### GIVEN EXERCISE
Put the material below into a Markdown table with two columns, Number and Text. Each line gets its own numbered row, and blank lines are left out.
═════ PROVIDED DATA ═════
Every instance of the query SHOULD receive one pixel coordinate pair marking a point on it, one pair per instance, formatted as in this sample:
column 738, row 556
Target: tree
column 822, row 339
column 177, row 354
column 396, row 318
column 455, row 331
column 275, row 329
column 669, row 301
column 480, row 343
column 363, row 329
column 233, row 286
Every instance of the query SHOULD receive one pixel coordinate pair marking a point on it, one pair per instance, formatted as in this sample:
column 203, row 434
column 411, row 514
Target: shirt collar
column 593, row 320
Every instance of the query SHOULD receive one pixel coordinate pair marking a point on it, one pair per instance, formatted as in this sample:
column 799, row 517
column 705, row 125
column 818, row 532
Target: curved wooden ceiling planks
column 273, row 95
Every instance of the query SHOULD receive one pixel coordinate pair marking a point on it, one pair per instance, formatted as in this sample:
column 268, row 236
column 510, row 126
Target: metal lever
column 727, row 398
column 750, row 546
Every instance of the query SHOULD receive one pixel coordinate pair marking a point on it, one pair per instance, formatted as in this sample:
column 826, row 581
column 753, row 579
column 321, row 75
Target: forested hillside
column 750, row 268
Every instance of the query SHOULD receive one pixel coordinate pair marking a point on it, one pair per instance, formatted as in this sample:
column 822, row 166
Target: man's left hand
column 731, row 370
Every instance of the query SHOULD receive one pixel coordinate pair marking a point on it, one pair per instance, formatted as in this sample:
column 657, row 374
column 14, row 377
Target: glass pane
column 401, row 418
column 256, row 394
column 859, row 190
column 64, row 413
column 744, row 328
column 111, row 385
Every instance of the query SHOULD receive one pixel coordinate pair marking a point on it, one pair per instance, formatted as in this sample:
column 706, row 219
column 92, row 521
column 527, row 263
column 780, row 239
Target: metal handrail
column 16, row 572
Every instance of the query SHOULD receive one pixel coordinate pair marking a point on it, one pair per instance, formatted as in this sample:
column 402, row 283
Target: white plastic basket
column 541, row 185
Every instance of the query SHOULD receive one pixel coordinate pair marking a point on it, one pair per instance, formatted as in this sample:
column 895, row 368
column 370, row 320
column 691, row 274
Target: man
═════
### OUTPUT BELOW
| Number | Text |
|---|---|
| 1 | Every instance of the query SHOULD receive one pixel coordinate pair marking a point on it, one pair per instance, formatted as in this sample: |
| 2 | column 738, row 556 |
| 3 | Target: tree |
| 4 | column 822, row 339 |
| 5 | column 177, row 354 |
| 6 | column 396, row 318 |
| 7 | column 455, row 331 |
| 8 | column 275, row 329 |
| 9 | column 669, row 301 |
| 10 | column 480, row 343 |
| 11 | column 363, row 329 |
| 12 | column 233, row 286 |
| 13 | Every instance of the query SHOULD receive one pixel coordinate pair marking a point on it, one pair per instance, formatted as in this sample: |
| 14 | column 203, row 434 |
| 15 | column 411, row 514 |
| 16 | Target: shirt collar |
| 17 | column 593, row 320 |
| 18 | Every instance of the query SHOULD receive one pixel coordinate pair marking a point on it, one pair per instance, formatted as in this sample: |
| 19 | column 799, row 517 |
| 20 | column 705, row 125 |
| 21 | column 818, row 532 |
| 22 | Target: curved wooden ceiling planks |
| 23 | column 273, row 95 |
| 24 | Every instance of the query SHOULD receive one pixel coordinate pair marking a point on it, one pair per instance, formatted as in this sample: |
| 25 | column 268, row 236 |
| 26 | column 510, row 126 |
| 27 | Target: metal lever |
| 28 | column 727, row 398 |
| 29 | column 750, row 546 |
| 30 | Every instance of the query SHOULD receive one pixel coordinate pair marking a point on it, one pair per instance, formatted as in this sample: |
| 31 | column 826, row 581 |
| 32 | column 753, row 579 |
| 33 | column 321, row 75 |
| 34 | Target: forested hillside |
| 35 | column 750, row 268 |
| 36 | Every instance of the query SHOULD receive one pixel coordinate pair marking a point on it, one pair per instance, formatted as in this sample: |
| 37 | column 822, row 166 |
| 38 | Target: man's left hand |
| 39 | column 731, row 370 |
| 40 | Every instance of the query SHOULD receive one pixel coordinate pair marking a point on it, one pair per instance, formatted as in this sample: |
| 41 | column 657, row 374 |
| 42 | column 14, row 377 |
| 43 | Target: glass pane |
| 44 | column 401, row 418 |
| 45 | column 256, row 394 |
| 46 | column 859, row 190 |
| 47 | column 64, row 413 |
| 48 | column 744, row 328 |
| 49 | column 111, row 385 |
| 50 | Every instance of the query SHOULD receive one pixel coordinate pair marking a point on it, one pair per instance, formatted as in this sample: |
| 51 | column 706, row 219 |
| 52 | column 92, row 521 |
| 53 | column 527, row 263 |
| 54 | column 780, row 239 |
| 55 | Target: metal handrail |
| 56 | column 16, row 572 |
| 57 | Every instance of the query SHOULD receive one pixel coordinate pair marking a point on it, one pair per instance, formatted as in this sample: |
| 58 | column 402, row 283 |
| 59 | Target: white plastic basket |
| 60 | column 541, row 185 |
| 61 | Every instance of the query SHOULD receive one pixel coordinate pair marking a point on it, one pair per instance, formatted as in this sample: |
| 62 | column 895, row 368 |
| 63 | column 370, row 320 |
| 64 | column 691, row 274 |
| 65 | Target: man |